_Exercise requirements_:
What is the number of lines in the entries that contain the word "Category"? Reply with that number only.

_Given records_:
----

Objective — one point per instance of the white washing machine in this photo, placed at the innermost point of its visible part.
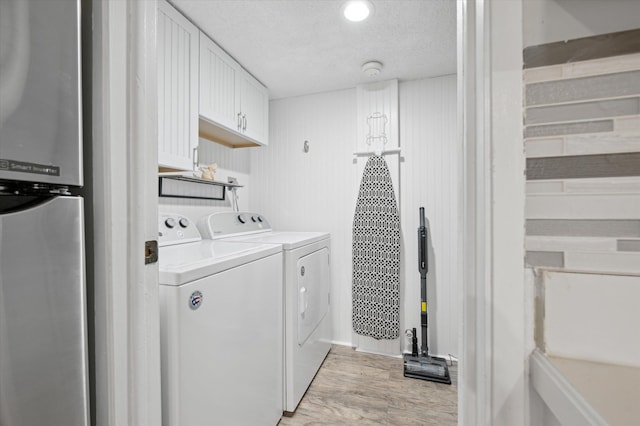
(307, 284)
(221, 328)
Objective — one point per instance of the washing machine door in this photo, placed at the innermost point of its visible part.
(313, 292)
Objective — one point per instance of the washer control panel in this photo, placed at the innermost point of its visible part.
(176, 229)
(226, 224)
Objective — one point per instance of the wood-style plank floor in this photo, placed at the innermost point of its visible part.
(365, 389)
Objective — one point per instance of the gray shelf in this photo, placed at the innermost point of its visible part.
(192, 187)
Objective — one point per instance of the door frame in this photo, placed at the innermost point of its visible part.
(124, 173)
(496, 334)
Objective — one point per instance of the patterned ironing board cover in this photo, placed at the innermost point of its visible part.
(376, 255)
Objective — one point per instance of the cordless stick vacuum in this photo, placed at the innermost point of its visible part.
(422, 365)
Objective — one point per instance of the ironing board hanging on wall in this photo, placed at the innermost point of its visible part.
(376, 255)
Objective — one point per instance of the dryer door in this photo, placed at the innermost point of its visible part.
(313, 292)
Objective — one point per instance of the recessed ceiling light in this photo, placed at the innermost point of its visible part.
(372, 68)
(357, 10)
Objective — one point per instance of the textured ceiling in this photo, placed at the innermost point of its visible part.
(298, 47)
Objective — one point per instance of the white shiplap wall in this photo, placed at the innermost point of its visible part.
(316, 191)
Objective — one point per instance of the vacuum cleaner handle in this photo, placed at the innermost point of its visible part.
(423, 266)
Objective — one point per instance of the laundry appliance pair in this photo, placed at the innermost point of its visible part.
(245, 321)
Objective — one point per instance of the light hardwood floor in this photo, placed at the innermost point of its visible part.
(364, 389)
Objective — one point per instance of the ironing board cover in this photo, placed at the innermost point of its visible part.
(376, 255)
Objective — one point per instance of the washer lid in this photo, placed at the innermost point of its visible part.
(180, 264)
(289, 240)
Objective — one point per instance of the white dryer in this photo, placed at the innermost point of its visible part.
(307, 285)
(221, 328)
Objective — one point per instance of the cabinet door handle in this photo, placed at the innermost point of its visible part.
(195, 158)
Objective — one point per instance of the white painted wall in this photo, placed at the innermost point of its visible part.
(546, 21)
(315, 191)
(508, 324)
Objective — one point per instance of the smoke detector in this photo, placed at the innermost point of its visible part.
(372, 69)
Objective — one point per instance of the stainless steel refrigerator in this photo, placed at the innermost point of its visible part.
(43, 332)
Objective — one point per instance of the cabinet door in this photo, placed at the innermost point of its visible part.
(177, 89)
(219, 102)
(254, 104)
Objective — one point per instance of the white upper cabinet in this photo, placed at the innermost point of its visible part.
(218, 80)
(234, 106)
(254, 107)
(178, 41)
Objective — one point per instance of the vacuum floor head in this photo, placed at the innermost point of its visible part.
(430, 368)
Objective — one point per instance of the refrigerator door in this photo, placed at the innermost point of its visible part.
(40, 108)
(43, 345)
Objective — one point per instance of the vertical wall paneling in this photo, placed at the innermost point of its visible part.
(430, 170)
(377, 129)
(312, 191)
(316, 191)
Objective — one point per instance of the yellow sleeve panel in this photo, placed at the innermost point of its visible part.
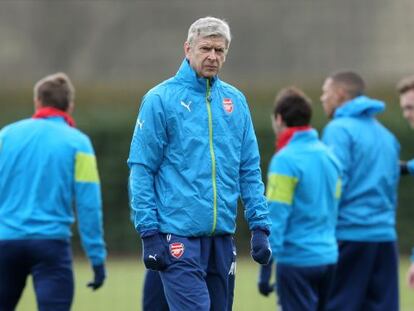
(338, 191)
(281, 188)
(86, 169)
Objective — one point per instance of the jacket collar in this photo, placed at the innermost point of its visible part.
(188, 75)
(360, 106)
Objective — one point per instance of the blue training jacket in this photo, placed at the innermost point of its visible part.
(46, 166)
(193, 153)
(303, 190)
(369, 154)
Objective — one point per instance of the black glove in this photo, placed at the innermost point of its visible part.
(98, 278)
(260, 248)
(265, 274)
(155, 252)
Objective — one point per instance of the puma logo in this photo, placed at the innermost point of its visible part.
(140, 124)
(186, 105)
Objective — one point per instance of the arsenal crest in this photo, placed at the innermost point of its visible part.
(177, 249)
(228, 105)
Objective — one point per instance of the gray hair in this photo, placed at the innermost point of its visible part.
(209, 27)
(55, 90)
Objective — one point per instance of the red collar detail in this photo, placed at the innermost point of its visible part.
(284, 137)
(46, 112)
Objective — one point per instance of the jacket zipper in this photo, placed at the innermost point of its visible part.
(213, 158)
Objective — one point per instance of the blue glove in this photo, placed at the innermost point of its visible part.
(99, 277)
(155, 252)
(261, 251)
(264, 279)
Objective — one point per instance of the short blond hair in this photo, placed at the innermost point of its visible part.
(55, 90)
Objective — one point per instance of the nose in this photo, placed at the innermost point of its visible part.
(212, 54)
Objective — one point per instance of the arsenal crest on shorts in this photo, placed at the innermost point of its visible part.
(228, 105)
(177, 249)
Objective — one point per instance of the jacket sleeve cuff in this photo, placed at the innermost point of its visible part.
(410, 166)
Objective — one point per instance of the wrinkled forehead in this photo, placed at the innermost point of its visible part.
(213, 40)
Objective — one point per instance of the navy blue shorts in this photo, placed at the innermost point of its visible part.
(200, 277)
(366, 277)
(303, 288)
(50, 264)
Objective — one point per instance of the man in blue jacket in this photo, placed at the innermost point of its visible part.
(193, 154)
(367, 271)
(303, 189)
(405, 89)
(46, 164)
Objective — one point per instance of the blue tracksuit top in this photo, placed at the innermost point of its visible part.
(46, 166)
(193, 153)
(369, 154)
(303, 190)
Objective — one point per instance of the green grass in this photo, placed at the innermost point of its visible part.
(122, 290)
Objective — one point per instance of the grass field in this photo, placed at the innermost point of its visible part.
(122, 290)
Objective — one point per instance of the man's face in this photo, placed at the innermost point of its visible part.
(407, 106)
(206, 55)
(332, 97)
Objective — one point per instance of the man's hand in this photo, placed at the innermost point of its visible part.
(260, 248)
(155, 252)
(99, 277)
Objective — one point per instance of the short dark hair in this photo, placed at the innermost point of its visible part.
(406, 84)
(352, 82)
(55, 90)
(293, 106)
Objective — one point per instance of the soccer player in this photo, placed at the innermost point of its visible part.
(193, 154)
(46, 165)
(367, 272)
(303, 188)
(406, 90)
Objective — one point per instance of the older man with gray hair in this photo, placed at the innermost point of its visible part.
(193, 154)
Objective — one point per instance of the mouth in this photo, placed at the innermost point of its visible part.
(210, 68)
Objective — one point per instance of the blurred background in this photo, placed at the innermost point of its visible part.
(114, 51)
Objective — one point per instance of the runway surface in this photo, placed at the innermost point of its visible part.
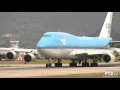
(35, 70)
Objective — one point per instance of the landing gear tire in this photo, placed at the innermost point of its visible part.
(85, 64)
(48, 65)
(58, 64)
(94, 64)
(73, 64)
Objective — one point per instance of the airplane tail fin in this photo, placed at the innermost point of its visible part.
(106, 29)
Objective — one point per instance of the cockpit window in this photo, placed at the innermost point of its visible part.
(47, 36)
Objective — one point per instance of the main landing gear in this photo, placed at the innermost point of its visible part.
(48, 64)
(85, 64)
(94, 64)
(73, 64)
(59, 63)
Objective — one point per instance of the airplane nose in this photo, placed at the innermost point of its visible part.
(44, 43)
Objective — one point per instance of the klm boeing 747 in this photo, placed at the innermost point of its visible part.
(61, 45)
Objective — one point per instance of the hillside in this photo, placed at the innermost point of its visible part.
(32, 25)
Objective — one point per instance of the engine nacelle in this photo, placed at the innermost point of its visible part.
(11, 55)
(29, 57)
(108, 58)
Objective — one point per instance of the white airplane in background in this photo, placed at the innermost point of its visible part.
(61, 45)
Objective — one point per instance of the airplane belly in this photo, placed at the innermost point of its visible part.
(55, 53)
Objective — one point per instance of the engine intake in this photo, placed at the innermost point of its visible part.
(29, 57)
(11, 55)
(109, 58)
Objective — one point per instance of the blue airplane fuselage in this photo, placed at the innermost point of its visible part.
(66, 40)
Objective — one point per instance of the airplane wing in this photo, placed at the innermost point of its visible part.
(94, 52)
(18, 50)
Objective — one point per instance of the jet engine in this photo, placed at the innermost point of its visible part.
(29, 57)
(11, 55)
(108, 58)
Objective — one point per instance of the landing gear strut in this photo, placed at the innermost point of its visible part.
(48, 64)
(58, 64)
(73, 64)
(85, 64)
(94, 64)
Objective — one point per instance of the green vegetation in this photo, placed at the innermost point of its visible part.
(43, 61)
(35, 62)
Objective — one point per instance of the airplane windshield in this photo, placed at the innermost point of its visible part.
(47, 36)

----

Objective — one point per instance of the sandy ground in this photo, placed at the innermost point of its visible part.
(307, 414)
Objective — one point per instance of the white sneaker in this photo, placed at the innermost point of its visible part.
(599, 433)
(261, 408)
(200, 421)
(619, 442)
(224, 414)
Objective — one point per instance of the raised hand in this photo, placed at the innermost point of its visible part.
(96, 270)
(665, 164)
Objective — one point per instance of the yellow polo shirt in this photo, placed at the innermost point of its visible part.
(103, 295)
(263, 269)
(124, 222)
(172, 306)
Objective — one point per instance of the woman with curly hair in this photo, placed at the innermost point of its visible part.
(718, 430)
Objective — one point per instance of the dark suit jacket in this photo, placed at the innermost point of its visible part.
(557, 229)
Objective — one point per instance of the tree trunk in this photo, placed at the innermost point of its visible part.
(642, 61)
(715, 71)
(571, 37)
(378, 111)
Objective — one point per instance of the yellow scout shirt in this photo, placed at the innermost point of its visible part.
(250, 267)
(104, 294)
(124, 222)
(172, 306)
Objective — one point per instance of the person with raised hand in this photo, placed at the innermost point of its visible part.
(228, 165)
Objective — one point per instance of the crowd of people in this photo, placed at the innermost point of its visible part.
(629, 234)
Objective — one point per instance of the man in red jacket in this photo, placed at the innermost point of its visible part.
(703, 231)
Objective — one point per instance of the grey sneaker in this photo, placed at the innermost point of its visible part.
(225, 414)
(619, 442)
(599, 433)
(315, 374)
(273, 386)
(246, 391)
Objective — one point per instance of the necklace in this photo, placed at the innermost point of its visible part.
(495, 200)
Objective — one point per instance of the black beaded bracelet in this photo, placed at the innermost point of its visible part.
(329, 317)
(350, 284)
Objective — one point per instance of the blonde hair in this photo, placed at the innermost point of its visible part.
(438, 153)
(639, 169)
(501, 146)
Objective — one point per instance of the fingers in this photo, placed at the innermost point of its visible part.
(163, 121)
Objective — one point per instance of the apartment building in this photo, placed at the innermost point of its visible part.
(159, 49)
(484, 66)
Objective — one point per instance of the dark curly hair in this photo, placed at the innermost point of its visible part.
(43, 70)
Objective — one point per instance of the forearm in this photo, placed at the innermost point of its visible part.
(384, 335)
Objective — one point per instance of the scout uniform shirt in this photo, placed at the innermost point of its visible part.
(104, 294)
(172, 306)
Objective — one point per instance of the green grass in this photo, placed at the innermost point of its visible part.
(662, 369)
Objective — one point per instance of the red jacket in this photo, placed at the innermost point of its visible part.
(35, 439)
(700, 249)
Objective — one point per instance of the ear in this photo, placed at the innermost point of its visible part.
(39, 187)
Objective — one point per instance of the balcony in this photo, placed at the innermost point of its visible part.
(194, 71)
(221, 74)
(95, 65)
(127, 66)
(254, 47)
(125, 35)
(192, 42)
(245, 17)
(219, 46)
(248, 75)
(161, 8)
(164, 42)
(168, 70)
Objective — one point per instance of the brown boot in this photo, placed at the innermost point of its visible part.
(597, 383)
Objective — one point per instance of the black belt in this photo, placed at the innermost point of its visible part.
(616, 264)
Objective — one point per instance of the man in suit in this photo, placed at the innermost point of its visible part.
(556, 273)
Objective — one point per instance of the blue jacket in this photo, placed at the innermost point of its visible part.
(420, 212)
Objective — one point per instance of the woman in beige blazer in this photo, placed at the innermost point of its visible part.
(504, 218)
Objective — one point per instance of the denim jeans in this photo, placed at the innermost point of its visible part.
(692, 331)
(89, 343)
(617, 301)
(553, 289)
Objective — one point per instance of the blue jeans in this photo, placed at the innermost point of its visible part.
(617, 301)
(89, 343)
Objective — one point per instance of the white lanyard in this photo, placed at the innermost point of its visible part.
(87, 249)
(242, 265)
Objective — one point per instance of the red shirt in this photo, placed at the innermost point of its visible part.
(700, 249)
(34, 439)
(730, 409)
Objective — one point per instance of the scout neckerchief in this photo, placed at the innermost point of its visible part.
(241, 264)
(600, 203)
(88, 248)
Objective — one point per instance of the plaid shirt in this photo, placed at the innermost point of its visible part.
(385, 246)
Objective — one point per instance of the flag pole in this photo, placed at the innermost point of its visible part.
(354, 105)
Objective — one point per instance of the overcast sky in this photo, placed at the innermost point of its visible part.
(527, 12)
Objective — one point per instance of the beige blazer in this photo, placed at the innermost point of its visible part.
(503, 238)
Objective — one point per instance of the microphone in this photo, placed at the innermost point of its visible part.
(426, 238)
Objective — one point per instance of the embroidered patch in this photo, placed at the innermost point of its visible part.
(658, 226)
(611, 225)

----

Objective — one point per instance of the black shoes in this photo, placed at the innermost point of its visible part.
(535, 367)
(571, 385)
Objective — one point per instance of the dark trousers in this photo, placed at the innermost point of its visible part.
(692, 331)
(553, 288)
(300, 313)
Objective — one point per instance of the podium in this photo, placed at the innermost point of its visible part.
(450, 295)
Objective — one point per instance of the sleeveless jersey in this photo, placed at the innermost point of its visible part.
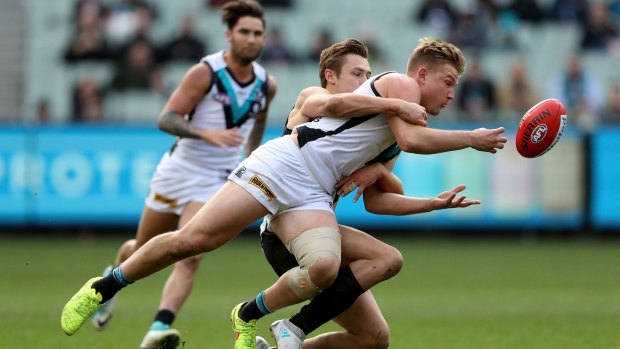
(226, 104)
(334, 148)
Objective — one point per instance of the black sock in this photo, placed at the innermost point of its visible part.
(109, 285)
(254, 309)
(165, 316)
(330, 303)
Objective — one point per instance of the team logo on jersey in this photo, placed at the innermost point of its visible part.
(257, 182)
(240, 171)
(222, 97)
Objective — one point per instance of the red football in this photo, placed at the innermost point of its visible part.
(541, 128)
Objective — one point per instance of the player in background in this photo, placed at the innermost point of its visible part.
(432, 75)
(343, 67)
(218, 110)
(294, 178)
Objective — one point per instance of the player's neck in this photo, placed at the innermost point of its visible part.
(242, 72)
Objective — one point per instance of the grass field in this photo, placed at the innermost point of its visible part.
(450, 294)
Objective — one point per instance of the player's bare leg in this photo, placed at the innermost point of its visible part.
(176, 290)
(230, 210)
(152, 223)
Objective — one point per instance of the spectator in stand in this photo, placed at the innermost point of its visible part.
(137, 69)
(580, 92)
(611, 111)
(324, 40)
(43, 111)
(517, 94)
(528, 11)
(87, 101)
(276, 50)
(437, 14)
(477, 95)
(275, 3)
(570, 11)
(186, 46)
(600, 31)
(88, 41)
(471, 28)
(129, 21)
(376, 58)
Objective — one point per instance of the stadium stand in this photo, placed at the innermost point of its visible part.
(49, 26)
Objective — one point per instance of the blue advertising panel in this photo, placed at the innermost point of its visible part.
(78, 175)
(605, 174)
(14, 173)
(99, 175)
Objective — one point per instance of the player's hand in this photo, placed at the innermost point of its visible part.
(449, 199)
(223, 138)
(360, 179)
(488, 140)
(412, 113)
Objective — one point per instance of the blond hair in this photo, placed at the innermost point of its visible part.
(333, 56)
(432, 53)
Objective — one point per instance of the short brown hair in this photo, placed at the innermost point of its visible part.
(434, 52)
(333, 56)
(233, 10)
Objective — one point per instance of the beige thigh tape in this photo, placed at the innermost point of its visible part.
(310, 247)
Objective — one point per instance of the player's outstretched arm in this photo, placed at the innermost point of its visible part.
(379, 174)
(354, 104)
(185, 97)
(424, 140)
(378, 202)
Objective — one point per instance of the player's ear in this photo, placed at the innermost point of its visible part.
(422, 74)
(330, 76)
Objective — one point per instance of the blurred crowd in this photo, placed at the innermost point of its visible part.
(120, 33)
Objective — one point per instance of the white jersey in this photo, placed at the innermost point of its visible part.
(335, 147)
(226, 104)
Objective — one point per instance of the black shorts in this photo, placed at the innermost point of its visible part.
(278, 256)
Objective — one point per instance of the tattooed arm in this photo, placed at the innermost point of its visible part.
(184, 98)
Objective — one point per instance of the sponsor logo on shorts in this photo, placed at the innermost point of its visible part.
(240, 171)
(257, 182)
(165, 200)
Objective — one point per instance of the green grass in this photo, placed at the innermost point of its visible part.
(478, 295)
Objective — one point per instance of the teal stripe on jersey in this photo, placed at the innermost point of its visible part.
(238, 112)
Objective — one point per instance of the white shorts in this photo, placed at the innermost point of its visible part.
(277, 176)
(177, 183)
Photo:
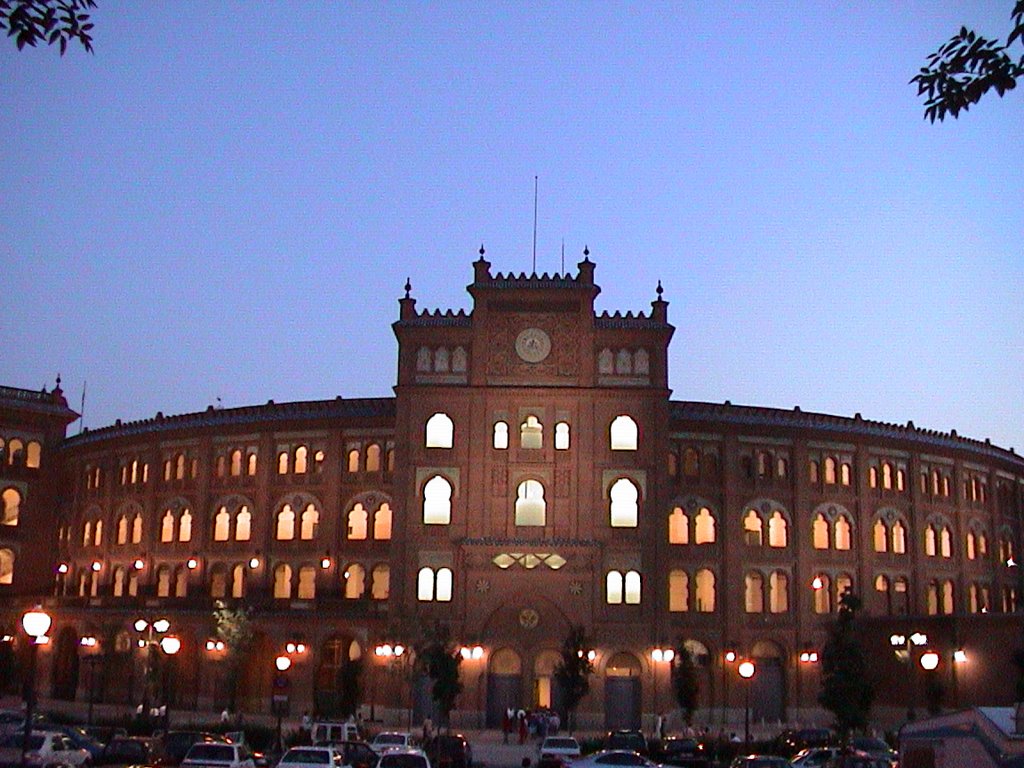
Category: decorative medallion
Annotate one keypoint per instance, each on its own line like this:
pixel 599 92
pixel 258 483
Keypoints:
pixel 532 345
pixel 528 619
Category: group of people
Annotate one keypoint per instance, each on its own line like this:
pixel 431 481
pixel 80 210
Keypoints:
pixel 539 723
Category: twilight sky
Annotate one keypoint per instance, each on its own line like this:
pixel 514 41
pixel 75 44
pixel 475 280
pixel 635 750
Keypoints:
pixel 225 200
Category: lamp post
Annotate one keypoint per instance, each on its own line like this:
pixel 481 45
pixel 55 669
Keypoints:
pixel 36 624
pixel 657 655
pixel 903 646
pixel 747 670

----

_Response to this exercise_:
4